___ RECORDED DATA

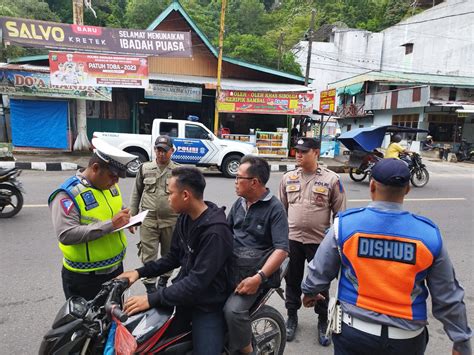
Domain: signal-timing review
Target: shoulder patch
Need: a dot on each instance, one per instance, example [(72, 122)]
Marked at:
[(114, 191), (351, 211), (89, 200), (426, 220), (67, 205)]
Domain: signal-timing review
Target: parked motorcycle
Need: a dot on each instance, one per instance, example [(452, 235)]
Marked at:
[(466, 152), (360, 173), (419, 173), (82, 327), (11, 189)]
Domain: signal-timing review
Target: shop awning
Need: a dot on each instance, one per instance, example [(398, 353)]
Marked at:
[(466, 110), (230, 84), (350, 89)]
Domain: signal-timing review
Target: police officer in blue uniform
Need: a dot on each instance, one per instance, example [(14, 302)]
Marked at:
[(86, 211), (389, 260)]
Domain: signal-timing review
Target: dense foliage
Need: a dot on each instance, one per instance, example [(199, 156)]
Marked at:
[(257, 31)]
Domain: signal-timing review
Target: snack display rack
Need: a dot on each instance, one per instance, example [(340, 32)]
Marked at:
[(272, 144)]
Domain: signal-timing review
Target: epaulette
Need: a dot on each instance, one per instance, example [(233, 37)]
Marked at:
[(351, 211)]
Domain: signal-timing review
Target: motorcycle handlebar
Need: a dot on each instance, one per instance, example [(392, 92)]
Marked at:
[(112, 305), (119, 314)]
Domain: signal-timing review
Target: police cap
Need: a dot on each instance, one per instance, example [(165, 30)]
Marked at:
[(116, 159), (306, 144), (164, 142), (391, 172)]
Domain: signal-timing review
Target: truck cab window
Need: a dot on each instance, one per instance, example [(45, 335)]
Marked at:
[(169, 129), (195, 132)]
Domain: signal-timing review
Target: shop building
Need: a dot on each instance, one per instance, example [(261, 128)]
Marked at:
[(185, 88), (441, 104)]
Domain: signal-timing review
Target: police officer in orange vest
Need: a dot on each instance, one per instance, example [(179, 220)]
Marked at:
[(389, 260)]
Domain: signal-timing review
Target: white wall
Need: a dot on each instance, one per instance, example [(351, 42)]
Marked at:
[(352, 52), (442, 46), (443, 41)]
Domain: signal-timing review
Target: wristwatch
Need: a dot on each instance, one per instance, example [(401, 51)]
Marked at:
[(262, 276)]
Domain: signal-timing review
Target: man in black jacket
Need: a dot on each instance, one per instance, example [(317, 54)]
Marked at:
[(202, 247)]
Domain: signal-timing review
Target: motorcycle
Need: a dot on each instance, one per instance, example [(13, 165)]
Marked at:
[(419, 175), (363, 143), (11, 192), (82, 327)]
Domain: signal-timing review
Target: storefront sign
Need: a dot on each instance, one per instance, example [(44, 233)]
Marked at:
[(280, 103), (53, 35), (327, 101), (174, 93), (98, 70), (22, 83)]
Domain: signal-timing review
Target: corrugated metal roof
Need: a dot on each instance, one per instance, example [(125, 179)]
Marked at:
[(176, 6), (400, 78), (230, 84)]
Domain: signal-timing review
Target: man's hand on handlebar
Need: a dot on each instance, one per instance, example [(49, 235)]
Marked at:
[(132, 276), (136, 304)]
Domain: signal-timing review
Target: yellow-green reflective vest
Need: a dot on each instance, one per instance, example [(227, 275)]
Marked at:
[(94, 206)]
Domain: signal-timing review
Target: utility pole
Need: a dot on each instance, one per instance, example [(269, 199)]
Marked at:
[(310, 47), (280, 49), (81, 143), (219, 67)]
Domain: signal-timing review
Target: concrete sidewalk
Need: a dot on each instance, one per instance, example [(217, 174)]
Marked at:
[(74, 161)]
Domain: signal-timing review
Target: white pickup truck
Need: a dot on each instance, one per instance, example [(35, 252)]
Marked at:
[(193, 144)]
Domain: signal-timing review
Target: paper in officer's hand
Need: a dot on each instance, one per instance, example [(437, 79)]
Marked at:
[(134, 221)]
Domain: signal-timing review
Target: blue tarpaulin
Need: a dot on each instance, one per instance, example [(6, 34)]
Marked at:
[(41, 124), (369, 138)]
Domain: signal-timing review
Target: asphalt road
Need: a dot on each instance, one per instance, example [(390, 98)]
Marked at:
[(30, 260)]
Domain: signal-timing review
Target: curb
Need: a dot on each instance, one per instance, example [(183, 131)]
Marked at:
[(42, 166), (66, 166)]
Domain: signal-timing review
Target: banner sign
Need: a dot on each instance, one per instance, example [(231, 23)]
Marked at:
[(97, 70), (53, 35), (280, 103), (23, 83), (174, 93), (327, 101)]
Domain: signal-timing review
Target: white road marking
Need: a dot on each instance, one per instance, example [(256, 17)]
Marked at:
[(419, 199)]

______

▶ YOUR INSTRUCTIONS
Without copying any picture, repeat the full listing above word for word.

▶ OUTPUT OF THE EXERCISE
Domain: signal-timing review
Target: shoulder patch
Need: a dot on each instance, one per instance, example [(72, 122)]
Marked at:
[(114, 191), (351, 211), (89, 200), (426, 220), (67, 205)]
Domain: signal-timing review
Target: parked motorcycle
Need: a dot on each instance, one per instance, example [(452, 235)]
Marked at:
[(466, 152), (360, 173), (419, 173), (82, 327), (11, 189)]
Domain: signal-timing review
Target: shop awning
Need: a dot on each instance, one per instance, example [(398, 353)]
Marked at:
[(466, 110), (230, 84), (350, 89)]
Domain: signal-timing review
Target: police officer in blue uniform
Need: a dot on each instance, one per instance, example [(14, 302)]
Marked at:
[(86, 211), (389, 260)]
Domain: signal-timing review
Target: dense foliage
Need: a dot on each instance, one per instance, example [(199, 156)]
Marked at:
[(257, 31)]
Domain: signal-timing review
Target: snack display rack
Need: a dot on each instance, one per instance, example [(340, 32)]
Marked at:
[(272, 144)]
Domain: signal-timing review
Target: epaulette
Need: a dot on each instance, one per instance, example [(233, 37)]
Marked at:
[(351, 211)]
Domain: signal-timing review
Target: motorcycle handlebar
Need: a dot on each instance, one per instance, example [(392, 92)]
Marked at:
[(112, 305), (119, 314)]
Domain: signal-timing review
Target: police cap
Need: a dot on each instance, one per instance, example [(165, 30)]
Marked at:
[(116, 159), (306, 144), (164, 142), (391, 172)]
Domain: signal-timing review
Target: truck cab window
Need: a dot on each instance, one per instance, example [(45, 335)]
Marked at:
[(169, 129), (195, 132)]
Domain: signal-timing review
Target: shop building
Need: a dot on each instance, one per instance, example [(261, 128)]
Marked at:
[(185, 88), (441, 104)]
Domain: signal-timing review
Target: police officer in orange vest
Need: a dot on each instance, one per instance, example [(179, 220)]
Marked at:
[(389, 260)]
Domain: signal-timing review
Target: white wall
Need: a dot on each instance, one per instance, example [(351, 42)]
Marked at:
[(352, 52), (442, 46), (443, 41)]
Domain: signal-timing review
Target: wristwatch
Need: a dot on each instance, one per instance, example [(401, 51)]
Marked at:
[(262, 276)]
Domain: signal-timing review
Target: man in black jacket
Need: a dot on each instance, one per instance, example [(317, 54)]
Marked at:
[(202, 247)]
Domain: signal-timing review
Target: motorcycle
Need: a dot on each instance, one per instance, example [(13, 165)]
Marked at:
[(419, 175), (363, 143), (11, 192), (82, 327)]
Domain: signal-timing review
Target: storefront sign
Need: a dot on each instance, one per instance, example [(44, 233)]
Marked at:
[(280, 103), (53, 35), (327, 101), (174, 93), (98, 70), (22, 83)]
Domain: signal-timing review
Target: corrugated metal roof
Need: a dot on each instance, one per instance, example [(125, 179)]
Marked at:
[(176, 6), (400, 78), (230, 84)]
Domain: signal-timing review
Target: man's hand on handlebar
Need: a dot on each instance, one per instance, example [(49, 235)]
Marked at:
[(132, 276), (136, 304)]
Domain: signal-timing review
Target: yellow-green reflective vest
Need: a dot on each instance, one per instance, example [(227, 275)]
Marked at:
[(94, 206)]
Domain: signal-timing review
Target: utility pole
Need: a dot on each instance, one per instance, example [(269, 199)]
Marked at:
[(310, 47), (280, 49), (81, 143), (219, 67)]
Domain: signal-timing review
Target: concrete sidewalk
Need: a dot on each instance, one per instance, example [(217, 174)]
Marked at:
[(74, 161)]
Domain: signal-timing review
Target: white pickup truck
Need: a dot on each instance, one per instance, example [(35, 252)]
Marked at:
[(193, 144)]
Domain: signal-timing review
Target: paper in officer's hand
Need: a dot on each instance, one per instance, example [(437, 79)]
Marked at:
[(134, 221)]
Domain: signal-timing review
Target: blue tarpaulin
Need: a dot on each instance, one per instance, example [(6, 34)]
Marked at:
[(41, 124), (369, 138)]
Domain: signal-timing review
Target: asphalt road
Need: a dot on each instance, one per instance, example [(390, 98)]
Marked at:
[(30, 260)]
Domain: signal-timing review
Target: curb
Need: a dot on each instance, one per instance, example [(183, 131)]
Marked at:
[(42, 166), (66, 166)]
Domain: signal-timing review
Target: banner sign
Need: a dot on each instance, one per instance, example [(231, 23)]
Marked at:
[(97, 70), (53, 35), (280, 103), (23, 83), (174, 93), (327, 101)]
Domain: signal-timing review
Target: white road marking
Need: a dot on each instance, one per instance, example [(256, 17)]
Marked at:
[(419, 199)]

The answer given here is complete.